- EXERCISE DETAILS: Only what runs from the line with "of the grey" to the final line of the records below should be given again, word for word.

- DATASET RECORDS:
========================================================================
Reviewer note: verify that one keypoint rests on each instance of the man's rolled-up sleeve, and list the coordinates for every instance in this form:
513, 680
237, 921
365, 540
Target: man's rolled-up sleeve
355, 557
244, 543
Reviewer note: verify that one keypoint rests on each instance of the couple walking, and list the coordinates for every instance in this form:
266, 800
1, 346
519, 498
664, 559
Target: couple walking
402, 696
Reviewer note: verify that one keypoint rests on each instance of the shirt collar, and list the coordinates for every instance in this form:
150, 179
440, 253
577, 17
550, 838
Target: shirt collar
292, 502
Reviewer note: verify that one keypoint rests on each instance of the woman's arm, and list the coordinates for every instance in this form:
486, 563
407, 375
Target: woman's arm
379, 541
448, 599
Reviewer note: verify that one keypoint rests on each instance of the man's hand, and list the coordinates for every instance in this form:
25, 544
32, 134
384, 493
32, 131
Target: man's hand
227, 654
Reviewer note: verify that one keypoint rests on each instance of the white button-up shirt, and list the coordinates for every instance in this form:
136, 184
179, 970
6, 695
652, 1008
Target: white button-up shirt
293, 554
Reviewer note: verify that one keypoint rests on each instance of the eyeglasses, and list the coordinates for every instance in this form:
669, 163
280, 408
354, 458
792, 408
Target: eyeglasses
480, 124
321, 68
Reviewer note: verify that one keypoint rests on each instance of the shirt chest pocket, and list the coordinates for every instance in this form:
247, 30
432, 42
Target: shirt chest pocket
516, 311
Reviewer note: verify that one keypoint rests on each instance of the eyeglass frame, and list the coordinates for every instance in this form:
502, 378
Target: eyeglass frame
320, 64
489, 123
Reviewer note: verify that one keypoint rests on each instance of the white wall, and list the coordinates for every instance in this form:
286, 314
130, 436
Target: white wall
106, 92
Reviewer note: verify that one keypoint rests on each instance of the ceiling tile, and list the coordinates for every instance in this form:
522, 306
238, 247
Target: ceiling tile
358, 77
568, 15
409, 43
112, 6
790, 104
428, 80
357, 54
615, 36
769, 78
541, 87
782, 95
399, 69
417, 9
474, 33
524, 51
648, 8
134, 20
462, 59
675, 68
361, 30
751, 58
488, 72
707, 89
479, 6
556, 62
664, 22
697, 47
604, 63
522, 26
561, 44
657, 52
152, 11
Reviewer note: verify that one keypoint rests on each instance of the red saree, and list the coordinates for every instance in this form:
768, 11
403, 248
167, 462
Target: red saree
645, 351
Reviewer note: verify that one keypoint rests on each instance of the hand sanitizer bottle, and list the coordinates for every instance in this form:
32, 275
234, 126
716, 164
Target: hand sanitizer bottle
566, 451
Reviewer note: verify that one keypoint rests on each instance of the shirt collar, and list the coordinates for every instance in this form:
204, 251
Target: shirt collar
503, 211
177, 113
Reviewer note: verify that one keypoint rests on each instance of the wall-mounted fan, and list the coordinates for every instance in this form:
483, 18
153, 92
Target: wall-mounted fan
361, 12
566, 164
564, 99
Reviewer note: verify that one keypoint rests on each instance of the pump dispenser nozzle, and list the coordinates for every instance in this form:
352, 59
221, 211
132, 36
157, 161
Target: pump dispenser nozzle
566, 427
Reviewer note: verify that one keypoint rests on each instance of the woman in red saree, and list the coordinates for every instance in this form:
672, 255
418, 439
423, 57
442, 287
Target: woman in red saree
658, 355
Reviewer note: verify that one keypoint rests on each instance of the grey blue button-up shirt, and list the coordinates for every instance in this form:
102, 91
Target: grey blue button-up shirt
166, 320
========================================================================
- ANSWER BELOW:
Reviewer note: verify that one keypoint rests on each instance of the grey blue button-up shirt, and list the coordinates for every instance in this form:
102, 91
Target: grey blue button-up shirt
166, 320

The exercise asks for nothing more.